_TEXTE_.

Je suis en train de lire La Grèce et les Balkans d'Olivier Delorme, Gallimard 2013 (trois volumes).
Le volume 2 porte sur les 1ère et 2e guerres mondiales. La première Guerre, dans les Balkans, a duré de 1913 à 1923. Moins de vingt ans plus tard, la 2e Guerre allait se poursuivre en Grèce par la guerre civile. Un demi-siècle de massacres, de destructions, de déportations ou d'échanges de populations, églises, temples ou mosquées rasés, livres détruits... Autant le volume 3 me semblait trop marqué par les positions de l'auteur (pro-serbes en particulier), autant ce volume 2 dessine un panorama effrayant des relations entre Serbes, Croates, Slovènes, Roumains, Bulgares, Albanais, Grecs et Turcs et du rôle qu'y ont joué les Puissances. Ce qui se passe au Moyen Orient aujourd'hui (si l'on se rappelle que l'Irak, depuis 40 ans, n'a connu que la guerre et les privations) ressemble à une répétition.
Considérée par Churchill comme un fief de l'Angleterre, voulant à tous prix rétablir la royauté, les Grecs résistants de l'ELAS ont été dépouillés de leur victoire au profit des conservateurs, réfugiés en Egypte avec le Roi. Dans sa crainte de voir la Grèce tomber aux mains des communistes, Churchill a humilié l'ELAS, a condamné les soldats grecs d'Egypte, qui voulaient se battre et se sont battus aux côtés des Anglais, à des marches forcées et à la famine provoquée, fusillant ou laissant mourir les soldats anti-royalistes.
De Gaulle avait su créer un gouvernement provisoire qui s'est imposé à Roosevelt, en dépit de l'hostilité de celui-ci. Pour Roosevelt, la France était un pays vaincu. Elle devait être placée sous commandement anglo-américain et administrée par les libérateurs. De Gaulle n'a pas laissé faire: il a été plus rapide, s'est fait acclamer lors d'un bref passage sur les plages du Débarquement, et Roosevelt a dû s'incliner.
En Grèce, tandis que l'immense majorité de la population - hommes, femmes, enfants - était engagée dans la résistance, et alors même que Hitler reconnaissait leur bravoure et la difficulté des Allemands à contrôler la Grèce (voir plus bas), l'intransigeance des Monarchistes a mené à la Guerre Civile, cependant que l'ELAS avait implanté sur le territoire grec une Laocratie, une démocratie directe où dans chaque village hommes et femmes étaient également représentés.

_ENREGISTREMENTS_.
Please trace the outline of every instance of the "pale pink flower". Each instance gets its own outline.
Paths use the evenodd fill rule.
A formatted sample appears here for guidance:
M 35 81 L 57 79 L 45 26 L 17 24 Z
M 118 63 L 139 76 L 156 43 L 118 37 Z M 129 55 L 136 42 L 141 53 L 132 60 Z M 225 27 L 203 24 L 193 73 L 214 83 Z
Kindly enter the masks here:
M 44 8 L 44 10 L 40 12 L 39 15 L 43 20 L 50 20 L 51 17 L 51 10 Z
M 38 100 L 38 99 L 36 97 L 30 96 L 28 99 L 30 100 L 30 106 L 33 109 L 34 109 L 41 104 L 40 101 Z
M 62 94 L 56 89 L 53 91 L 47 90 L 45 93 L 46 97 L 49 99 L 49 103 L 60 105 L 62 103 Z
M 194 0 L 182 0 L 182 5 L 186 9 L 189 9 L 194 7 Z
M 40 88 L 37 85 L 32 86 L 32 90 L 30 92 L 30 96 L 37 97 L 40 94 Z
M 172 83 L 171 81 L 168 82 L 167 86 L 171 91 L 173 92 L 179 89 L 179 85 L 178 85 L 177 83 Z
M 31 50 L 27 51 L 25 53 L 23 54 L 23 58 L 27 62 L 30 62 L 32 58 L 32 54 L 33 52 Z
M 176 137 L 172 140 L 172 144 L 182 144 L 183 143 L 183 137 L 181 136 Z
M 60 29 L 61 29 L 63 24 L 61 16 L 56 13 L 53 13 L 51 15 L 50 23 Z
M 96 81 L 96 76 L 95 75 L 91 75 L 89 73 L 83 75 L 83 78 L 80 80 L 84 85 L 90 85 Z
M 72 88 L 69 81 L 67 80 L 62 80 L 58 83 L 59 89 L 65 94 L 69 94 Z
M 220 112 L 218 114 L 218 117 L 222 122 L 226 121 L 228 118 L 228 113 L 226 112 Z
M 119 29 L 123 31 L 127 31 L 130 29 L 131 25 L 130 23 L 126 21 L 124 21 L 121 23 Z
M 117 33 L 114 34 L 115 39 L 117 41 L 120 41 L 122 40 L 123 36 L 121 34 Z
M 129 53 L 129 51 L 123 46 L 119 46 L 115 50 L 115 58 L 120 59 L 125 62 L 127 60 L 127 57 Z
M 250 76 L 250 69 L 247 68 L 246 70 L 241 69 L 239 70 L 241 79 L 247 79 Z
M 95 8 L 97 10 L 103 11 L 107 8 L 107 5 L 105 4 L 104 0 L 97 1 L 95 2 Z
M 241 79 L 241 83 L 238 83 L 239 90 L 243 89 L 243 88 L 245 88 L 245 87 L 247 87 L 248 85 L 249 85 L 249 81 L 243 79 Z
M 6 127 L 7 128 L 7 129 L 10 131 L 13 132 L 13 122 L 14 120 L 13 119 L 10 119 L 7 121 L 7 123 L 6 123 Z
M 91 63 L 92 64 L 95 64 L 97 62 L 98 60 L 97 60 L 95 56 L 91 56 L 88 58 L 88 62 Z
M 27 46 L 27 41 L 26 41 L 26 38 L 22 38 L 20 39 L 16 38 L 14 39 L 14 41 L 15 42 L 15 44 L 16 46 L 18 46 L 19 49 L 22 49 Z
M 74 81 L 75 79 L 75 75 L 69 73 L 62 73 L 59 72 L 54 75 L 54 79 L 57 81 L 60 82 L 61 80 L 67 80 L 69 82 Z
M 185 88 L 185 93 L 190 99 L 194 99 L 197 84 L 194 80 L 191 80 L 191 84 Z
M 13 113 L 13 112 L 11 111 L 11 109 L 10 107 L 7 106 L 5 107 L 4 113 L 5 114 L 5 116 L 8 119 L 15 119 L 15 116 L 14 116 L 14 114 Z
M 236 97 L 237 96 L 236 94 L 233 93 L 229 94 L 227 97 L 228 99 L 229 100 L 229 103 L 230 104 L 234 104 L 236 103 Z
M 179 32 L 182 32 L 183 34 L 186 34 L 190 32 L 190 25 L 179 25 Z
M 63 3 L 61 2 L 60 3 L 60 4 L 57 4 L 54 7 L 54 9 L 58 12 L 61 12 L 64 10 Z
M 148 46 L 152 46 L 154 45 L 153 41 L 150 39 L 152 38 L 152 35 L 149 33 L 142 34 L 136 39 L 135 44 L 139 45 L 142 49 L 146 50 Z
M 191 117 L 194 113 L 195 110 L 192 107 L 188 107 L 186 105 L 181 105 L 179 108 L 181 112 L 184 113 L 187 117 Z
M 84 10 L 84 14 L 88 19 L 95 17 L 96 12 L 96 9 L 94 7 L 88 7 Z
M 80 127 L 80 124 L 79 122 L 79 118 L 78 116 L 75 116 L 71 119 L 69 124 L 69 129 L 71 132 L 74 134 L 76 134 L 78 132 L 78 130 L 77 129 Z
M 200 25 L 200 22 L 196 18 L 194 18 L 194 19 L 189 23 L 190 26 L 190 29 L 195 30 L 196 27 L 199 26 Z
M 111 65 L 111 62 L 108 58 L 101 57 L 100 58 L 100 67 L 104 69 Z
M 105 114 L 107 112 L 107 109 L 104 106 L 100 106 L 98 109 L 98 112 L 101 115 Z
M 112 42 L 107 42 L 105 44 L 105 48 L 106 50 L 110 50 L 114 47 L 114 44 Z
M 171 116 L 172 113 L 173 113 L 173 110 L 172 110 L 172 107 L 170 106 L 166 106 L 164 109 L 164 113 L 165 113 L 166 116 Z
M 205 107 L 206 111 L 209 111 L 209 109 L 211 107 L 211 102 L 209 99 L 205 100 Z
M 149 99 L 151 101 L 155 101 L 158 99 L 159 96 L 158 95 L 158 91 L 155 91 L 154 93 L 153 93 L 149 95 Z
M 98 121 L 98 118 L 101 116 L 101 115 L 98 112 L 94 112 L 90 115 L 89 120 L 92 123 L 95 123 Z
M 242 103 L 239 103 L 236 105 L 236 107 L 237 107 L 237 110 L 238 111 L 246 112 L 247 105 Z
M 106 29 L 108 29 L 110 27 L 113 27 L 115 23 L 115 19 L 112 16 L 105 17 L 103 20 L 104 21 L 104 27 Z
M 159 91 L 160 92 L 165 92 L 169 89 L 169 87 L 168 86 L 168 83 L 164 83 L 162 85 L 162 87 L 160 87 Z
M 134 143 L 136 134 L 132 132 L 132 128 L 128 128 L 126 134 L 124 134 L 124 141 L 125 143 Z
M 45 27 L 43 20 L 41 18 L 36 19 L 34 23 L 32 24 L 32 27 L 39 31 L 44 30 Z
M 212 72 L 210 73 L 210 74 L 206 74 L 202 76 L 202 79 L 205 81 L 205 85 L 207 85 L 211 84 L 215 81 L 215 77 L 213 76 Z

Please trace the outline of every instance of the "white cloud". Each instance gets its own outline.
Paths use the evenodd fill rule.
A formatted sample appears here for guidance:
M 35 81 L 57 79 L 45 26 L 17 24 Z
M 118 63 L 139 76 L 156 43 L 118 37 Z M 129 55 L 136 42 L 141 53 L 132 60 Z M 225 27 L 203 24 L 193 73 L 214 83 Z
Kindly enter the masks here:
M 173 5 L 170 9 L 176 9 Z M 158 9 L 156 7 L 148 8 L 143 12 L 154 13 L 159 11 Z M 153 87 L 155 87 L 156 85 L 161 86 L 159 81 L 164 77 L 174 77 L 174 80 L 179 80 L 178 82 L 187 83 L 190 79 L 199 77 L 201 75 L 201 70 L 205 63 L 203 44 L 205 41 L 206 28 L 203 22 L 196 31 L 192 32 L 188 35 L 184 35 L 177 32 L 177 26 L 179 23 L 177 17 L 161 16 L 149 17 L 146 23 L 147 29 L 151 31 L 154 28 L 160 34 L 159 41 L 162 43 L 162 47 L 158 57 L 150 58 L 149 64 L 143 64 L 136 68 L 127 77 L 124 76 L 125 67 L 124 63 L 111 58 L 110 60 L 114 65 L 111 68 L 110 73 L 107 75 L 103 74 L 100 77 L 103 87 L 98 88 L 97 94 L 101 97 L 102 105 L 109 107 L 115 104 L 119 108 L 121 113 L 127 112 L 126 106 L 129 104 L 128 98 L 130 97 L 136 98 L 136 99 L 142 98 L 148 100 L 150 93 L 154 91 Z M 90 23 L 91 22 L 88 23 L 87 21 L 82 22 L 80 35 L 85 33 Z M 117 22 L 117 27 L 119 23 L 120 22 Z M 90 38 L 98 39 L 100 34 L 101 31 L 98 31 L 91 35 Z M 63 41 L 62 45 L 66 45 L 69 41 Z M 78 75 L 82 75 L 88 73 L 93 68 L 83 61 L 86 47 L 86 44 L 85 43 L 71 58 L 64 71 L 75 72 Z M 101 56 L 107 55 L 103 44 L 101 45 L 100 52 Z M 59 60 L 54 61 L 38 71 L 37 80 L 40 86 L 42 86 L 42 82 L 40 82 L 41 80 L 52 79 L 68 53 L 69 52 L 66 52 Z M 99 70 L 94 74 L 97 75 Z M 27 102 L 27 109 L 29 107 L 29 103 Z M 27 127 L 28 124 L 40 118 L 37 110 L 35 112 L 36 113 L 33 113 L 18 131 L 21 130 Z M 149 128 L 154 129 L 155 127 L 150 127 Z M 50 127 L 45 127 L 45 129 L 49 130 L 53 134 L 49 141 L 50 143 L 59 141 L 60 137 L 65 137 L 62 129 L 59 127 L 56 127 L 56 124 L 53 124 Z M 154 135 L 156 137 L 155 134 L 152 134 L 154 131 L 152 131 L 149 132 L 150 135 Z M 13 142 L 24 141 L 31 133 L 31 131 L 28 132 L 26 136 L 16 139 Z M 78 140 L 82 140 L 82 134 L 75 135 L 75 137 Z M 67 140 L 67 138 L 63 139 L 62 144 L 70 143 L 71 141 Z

_CONSIGNES_.
A: Relevez dans le texte tous les peuples dont le volume 2 retrace les relations.
B: Condensez le paragraphe du texte qui commence par « De Gaulle avait su créer » en conservant l'essentiel des faits.

_RÉPONSES_.
A: Serbes, Croates, Slovènes, Roumains, Bulgares, Albanais, Grecs, Turcs

B: De Gaulle a créé un gouvernement provisoire qui s'est imposé à Roosevelt, malgré l'hostilité de celui-ci. Roosevelt voyait la France comme un pays vaincu, à placer sous commandement anglo-américain et à faire administrer par les libérateurs. Plus rapide, De Gaulle s'est fait acclamer lors d'un bref passage sur les plages du Débarquement, et Roosevelt a dû s'incliner.